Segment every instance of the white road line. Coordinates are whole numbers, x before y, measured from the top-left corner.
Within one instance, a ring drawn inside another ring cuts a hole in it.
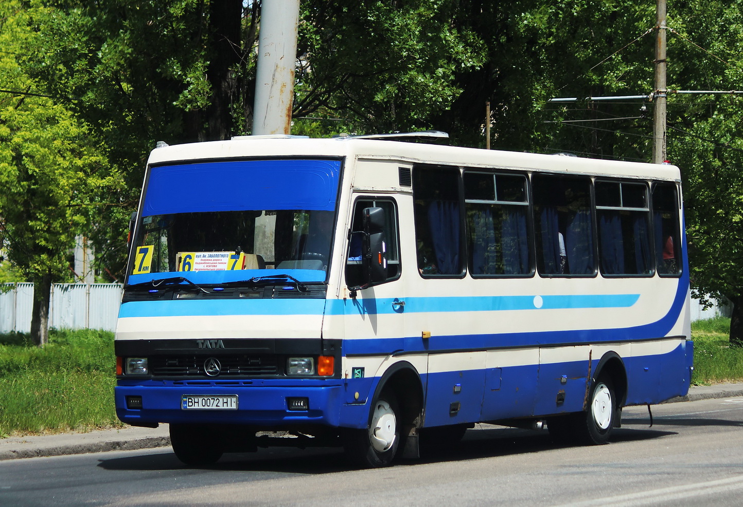
[[[705,483],[695,483],[661,489],[652,489],[647,491],[637,491],[627,494],[620,494],[603,498],[594,498],[583,502],[571,502],[570,503],[554,506],[554,507],[594,507],[594,506],[623,506],[624,507],[640,507],[658,504],[658,502],[668,503],[677,500],[689,499],[693,497],[709,495],[713,493],[724,493],[738,489],[743,489],[743,476],[718,479]]]

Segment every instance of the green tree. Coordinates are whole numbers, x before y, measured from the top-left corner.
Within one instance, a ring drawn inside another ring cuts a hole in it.
[[[17,49],[32,38],[17,1],[0,7],[0,47]],[[9,259],[34,282],[31,337],[47,342],[51,285],[70,270],[76,234],[90,228],[120,188],[105,151],[71,112],[36,92],[17,64],[0,53],[0,218]]]
[[[679,7],[669,16],[669,87],[740,90],[742,2]],[[733,302],[730,344],[743,346],[743,97],[672,96],[668,139],[684,177],[692,285]]]

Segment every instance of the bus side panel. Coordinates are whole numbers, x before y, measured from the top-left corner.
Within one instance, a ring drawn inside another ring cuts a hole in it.
[[[533,365],[490,368],[498,382],[489,382],[482,403],[482,420],[494,421],[531,415],[534,410],[539,366]]]
[[[487,351],[482,420],[531,415],[539,363],[539,349],[536,348]]]
[[[429,356],[426,427],[481,420],[484,365],[484,352]]]
[[[633,344],[635,348],[637,345]],[[623,358],[628,384],[626,405],[655,404],[685,395],[689,391],[690,374],[687,364],[687,346],[691,347],[684,340],[666,354]]]
[[[539,380],[534,415],[583,409],[589,351],[587,345],[539,349]]]

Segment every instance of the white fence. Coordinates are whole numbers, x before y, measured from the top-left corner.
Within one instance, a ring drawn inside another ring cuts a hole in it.
[[[0,333],[31,330],[33,284],[5,284],[11,288],[0,292]],[[116,283],[56,283],[52,286],[49,327],[57,329],[105,329],[115,331],[121,302],[121,285]],[[730,317],[730,305],[718,303],[702,309],[692,299],[692,322],[718,315]]]
[[[0,333],[31,331],[33,284],[5,284],[0,292]],[[49,327],[114,331],[121,302],[117,283],[55,283],[49,305]]]

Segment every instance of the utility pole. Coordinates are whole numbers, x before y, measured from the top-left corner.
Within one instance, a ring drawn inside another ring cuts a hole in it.
[[[299,0],[263,0],[253,135],[288,134],[296,64]]]
[[[655,92],[653,99],[652,162],[662,164],[666,160],[666,0],[657,0],[658,34],[655,41]]]

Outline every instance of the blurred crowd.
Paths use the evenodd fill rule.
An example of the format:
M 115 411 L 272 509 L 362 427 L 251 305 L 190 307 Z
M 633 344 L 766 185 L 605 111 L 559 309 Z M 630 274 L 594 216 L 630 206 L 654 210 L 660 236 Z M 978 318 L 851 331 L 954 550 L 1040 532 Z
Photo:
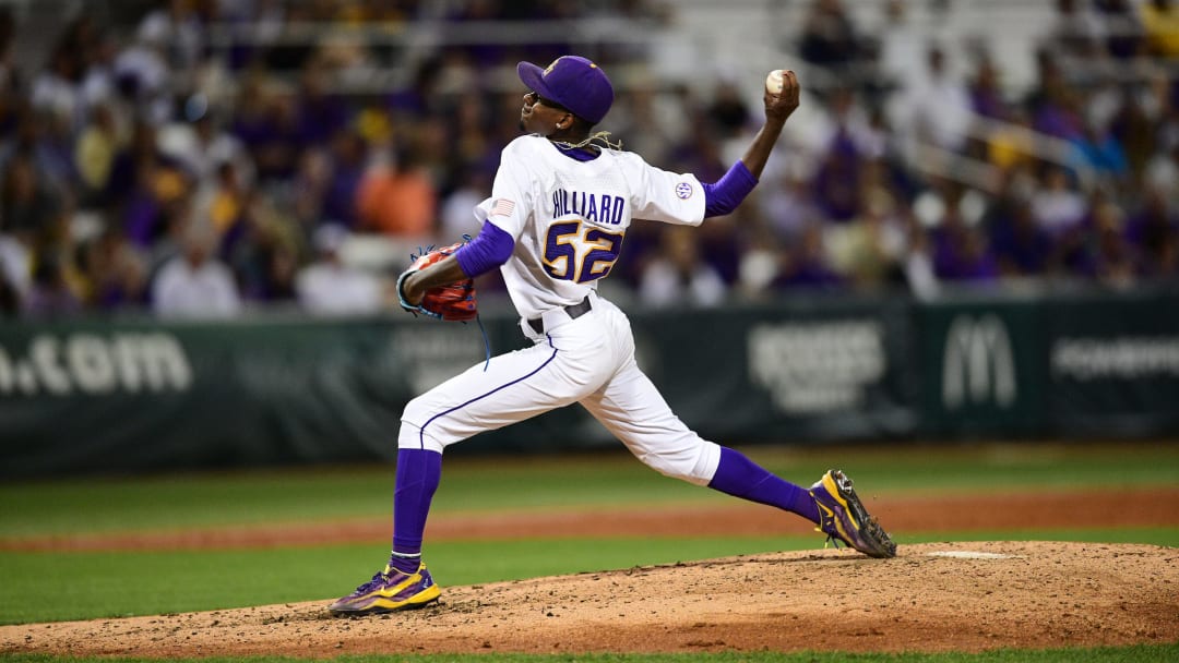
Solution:
M 986 33 L 928 39 L 902 0 L 882 0 L 874 25 L 839 0 L 805 6 L 782 45 L 804 106 L 750 200 L 700 228 L 634 224 L 602 287 L 713 306 L 815 289 L 1179 280 L 1175 2 L 1058 0 L 1020 94 Z M 31 74 L 14 61 L 21 25 L 0 11 L 0 314 L 389 309 L 410 247 L 477 233 L 472 207 L 519 131 L 514 64 L 575 48 L 281 37 L 321 21 L 404 34 L 608 16 L 659 29 L 674 11 L 170 0 L 123 25 L 80 7 Z M 599 128 L 714 181 L 760 125 L 760 75 L 717 72 L 703 93 L 647 85 L 630 75 L 644 48 L 587 53 L 619 86 Z M 365 87 L 397 61 L 413 62 L 403 81 Z M 397 260 L 356 259 L 358 245 Z

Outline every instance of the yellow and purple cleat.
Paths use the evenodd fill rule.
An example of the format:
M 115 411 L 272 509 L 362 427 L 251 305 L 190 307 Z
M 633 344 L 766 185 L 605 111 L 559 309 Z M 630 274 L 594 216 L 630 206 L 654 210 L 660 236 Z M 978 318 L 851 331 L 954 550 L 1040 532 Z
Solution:
M 328 611 L 332 615 L 362 616 L 411 610 L 437 601 L 441 594 L 424 563 L 413 574 L 386 565 L 371 581 L 329 605 Z
M 842 541 L 869 557 L 896 557 L 896 544 L 881 528 L 839 470 L 828 470 L 810 489 L 818 506 L 819 526 L 829 541 Z

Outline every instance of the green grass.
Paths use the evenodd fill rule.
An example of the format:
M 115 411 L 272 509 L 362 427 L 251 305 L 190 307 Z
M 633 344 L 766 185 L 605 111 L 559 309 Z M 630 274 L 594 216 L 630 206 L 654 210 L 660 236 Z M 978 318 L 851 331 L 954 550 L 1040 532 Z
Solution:
M 75 663 L 79 658 L 18 654 L 2 656 L 11 663 Z M 97 661 L 97 659 L 95 659 Z M 140 663 L 150 658 L 103 657 L 108 663 Z M 290 663 L 297 658 L 279 656 L 248 658 L 177 658 L 180 663 Z M 1135 645 L 1076 649 L 1000 649 L 982 654 L 837 654 L 822 652 L 719 652 L 719 654 L 554 654 L 554 655 L 433 655 L 433 656 L 340 656 L 338 663 L 1167 663 L 1179 661 L 1179 645 Z
M 943 541 L 1087 541 L 1179 546 L 1179 528 L 938 532 L 901 544 Z M 822 548 L 815 536 L 612 538 L 437 542 L 426 552 L 443 585 L 670 564 L 735 555 Z M 329 601 L 367 581 L 384 563 L 386 545 L 266 550 L 0 552 L 0 624 L 129 617 Z M 68 583 L 71 599 L 45 599 Z
M 1179 486 L 1179 444 L 1012 445 L 944 447 L 751 447 L 759 463 L 806 484 L 826 468 L 854 476 L 870 496 L 969 491 L 1035 491 Z M 0 539 L 111 531 L 388 518 L 393 468 L 335 468 L 154 477 L 70 478 L 0 485 Z M 449 458 L 435 513 L 502 509 L 724 504 L 730 498 L 659 477 L 625 455 L 588 458 Z M 1084 541 L 1179 546 L 1179 526 L 1087 530 L 905 532 L 898 543 L 938 541 Z M 443 585 L 599 571 L 634 565 L 822 546 L 815 536 L 724 538 L 536 539 L 427 542 Z M 0 623 L 180 612 L 301 601 L 328 601 L 367 579 L 387 545 L 321 545 L 263 550 L 0 552 Z M 68 583 L 71 601 L 47 592 Z M 569 656 L 382 656 L 348 662 L 558 662 Z M 2 661 L 58 663 L 68 657 L 4 655 Z M 1065 662 L 1177 661 L 1179 645 L 984 655 L 717 654 L 577 656 L 580 662 L 656 661 Z M 141 661 L 104 658 L 103 661 Z M 226 661 L 224 658 L 202 661 Z M 251 658 L 250 661 L 291 661 Z
M 1179 485 L 1179 444 L 752 447 L 799 484 L 842 468 L 869 495 Z M 71 478 L 0 485 L 0 538 L 388 517 L 391 466 Z M 448 459 L 435 513 L 723 503 L 624 453 Z

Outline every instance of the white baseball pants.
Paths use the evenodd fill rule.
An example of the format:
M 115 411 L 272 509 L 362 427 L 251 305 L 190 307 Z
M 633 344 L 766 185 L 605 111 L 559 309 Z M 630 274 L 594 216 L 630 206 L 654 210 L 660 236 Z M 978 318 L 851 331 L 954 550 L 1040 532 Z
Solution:
M 720 446 L 677 417 L 634 360 L 626 314 L 597 293 L 592 310 L 569 319 L 544 316 L 545 333 L 521 329 L 535 345 L 479 363 L 414 398 L 401 418 L 397 445 L 442 452 L 476 433 L 580 403 L 643 463 L 706 485 Z

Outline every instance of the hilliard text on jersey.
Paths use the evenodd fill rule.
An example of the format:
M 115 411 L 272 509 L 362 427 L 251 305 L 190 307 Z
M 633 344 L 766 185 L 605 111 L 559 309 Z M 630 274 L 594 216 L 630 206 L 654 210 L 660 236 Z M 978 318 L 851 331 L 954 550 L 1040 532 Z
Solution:
M 618 225 L 626 219 L 626 199 L 608 193 L 553 191 L 553 218 L 577 216 L 599 225 Z

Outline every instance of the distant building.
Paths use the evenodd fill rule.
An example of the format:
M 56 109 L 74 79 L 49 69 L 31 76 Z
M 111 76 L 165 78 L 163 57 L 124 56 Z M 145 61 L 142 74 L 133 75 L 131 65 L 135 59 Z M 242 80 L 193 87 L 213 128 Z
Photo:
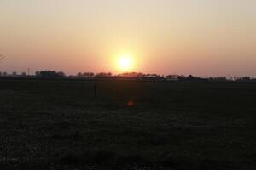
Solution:
M 178 81 L 178 75 L 167 75 L 166 80 L 167 81 Z

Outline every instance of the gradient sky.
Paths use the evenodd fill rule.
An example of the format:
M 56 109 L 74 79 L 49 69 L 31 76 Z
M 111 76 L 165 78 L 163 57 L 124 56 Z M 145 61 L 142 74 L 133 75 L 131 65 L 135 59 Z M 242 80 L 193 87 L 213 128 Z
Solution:
M 2 71 L 256 76 L 256 0 L 0 0 Z

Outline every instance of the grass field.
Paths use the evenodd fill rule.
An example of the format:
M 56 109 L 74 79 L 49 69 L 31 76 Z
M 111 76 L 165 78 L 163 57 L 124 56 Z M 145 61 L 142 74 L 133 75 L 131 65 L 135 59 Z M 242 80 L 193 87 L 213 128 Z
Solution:
M 256 83 L 0 81 L 0 169 L 256 169 Z

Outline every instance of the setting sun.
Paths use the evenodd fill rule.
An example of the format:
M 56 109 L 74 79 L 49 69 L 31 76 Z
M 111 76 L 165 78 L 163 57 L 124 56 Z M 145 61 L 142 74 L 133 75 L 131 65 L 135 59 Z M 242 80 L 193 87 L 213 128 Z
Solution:
M 117 65 L 121 71 L 129 71 L 133 66 L 132 56 L 130 54 L 121 54 L 118 57 Z

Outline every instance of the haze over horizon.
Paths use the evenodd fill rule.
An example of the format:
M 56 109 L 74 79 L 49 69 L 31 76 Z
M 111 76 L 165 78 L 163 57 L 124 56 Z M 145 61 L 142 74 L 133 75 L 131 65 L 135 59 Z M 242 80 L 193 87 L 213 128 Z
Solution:
M 255 0 L 0 0 L 0 71 L 256 76 Z

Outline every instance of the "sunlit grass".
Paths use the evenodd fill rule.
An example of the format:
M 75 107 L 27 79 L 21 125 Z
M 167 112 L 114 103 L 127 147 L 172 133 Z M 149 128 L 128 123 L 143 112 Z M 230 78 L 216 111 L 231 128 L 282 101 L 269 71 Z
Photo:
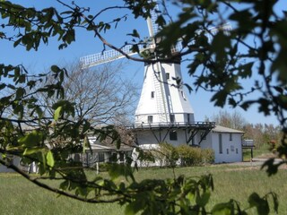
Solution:
M 279 196 L 280 213 L 287 211 L 287 170 L 281 169 L 268 177 L 259 167 L 250 165 L 212 165 L 199 168 L 143 168 L 135 173 L 137 180 L 168 178 L 185 175 L 196 176 L 212 173 L 215 190 L 209 207 L 217 202 L 235 199 L 247 207 L 247 198 L 253 192 L 260 195 L 274 191 Z M 16 174 L 0 174 L 1 214 L 123 214 L 124 208 L 117 204 L 91 204 L 68 199 L 39 188 Z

....

* _Short problem_
Reproduce the data unchanged, beginning with the line that contains "Outline every instance of the white" and continuing through the line that contains "M 117 65 L 121", with both of those lines included. Omit the pictures.

* _Solution_
Outline every instance of the white baseball pants.
Paths use the evenodd fill rule.
An example of the format:
M 115 411 L 272 509 L 362 427 L 251 305 L 190 307 Z
M 633 344 L 766 185 L 605 111 L 559 309 Z M 630 274 L 594 216 L 630 206 L 654 210 L 660 236 Z M 978 318 L 851 331 L 954 550 L 1040 532 Z
Solution:
M 720 446 L 677 417 L 634 360 L 626 314 L 597 293 L 592 310 L 569 319 L 544 316 L 545 333 L 521 329 L 535 345 L 479 363 L 414 398 L 401 418 L 397 445 L 442 452 L 476 433 L 580 403 L 643 463 L 706 485 Z

Outline every instance of the hilliard text on jersey.
Paths use the evenodd fill rule.
An example of the format:
M 115 411 L 272 509 L 362 427 L 251 305 L 190 307 Z
M 633 344 L 766 185 L 605 111 L 559 309 Z M 630 274 L 594 216 L 630 206 L 654 210 L 660 236 Z M 978 318 L 851 331 L 954 550 L 1040 532 Z
Solution:
M 618 225 L 626 219 L 626 199 L 608 193 L 553 191 L 553 218 L 577 216 L 599 225 Z

Outline every instance of the distant building.
Paths use the evenodd fill rule.
An example of the format:
M 56 109 L 74 79 L 49 69 L 31 76 Z
M 111 76 L 165 78 L 163 57 L 124 56 Z M 145 61 L 142 74 L 133 75 L 131 65 L 135 59 Z M 242 80 L 193 87 L 213 128 Z
Photo:
Solution:
M 178 81 L 178 75 L 167 75 L 166 80 L 167 81 Z

Outline every instance of the gradient sky.
Paths use the evenodd fill rule.
An example of the format:
M 56 109 L 74 79 L 49 69 L 31 76 Z
M 111 76 L 165 78 L 163 57 L 124 56 Z M 145 61 L 142 74 L 133 75 L 131 65 L 135 59 Z M 242 80 L 193 87 L 213 128 Z
Solution:
M 2 71 L 256 76 L 256 0 L 0 0 Z

Outline every instance of the grass field.
Paths use the evenodd fill rule.
An example of the format:
M 56 109 L 74 79 L 49 69 L 31 76 Z
M 111 76 L 165 78 L 163 57 L 124 56 Z M 145 61 L 142 74 L 133 75 L 131 65 L 135 59 Z M 242 80 L 193 87 L 213 128 Z
Solution:
M 256 83 L 0 81 L 0 169 L 256 169 Z

Outline every instance of the setting sun.
Paths use the evenodd fill rule.
An example of the format:
M 56 109 L 74 79 L 49 69 L 31 76 Z
M 111 76 L 165 78 L 163 57 L 124 56 Z M 145 61 L 142 74 L 133 75 L 131 65 L 135 59 Z M 242 80 L 193 87 L 213 128 Z
Solution:
M 117 65 L 121 71 L 129 71 L 133 66 L 132 56 L 130 54 L 121 54 L 118 57 Z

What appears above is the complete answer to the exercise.